§ Goal of the exercise
Reproduce each of the records below word for word, leaving nothing out.

--- BEGIN Material supplied ---

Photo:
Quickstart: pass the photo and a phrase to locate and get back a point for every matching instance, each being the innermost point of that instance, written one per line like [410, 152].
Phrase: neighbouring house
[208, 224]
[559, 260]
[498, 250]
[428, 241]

--- END Material supplied ---

§ Reply to the exercise
Photo:
Quickstart: pass the photo and a phrase to locate and get back a point for every matching instance, each being the innermost point of that instance, written one per line like [410, 152].
Phrase: neighbouring house
[208, 224]
[559, 260]
[498, 250]
[428, 241]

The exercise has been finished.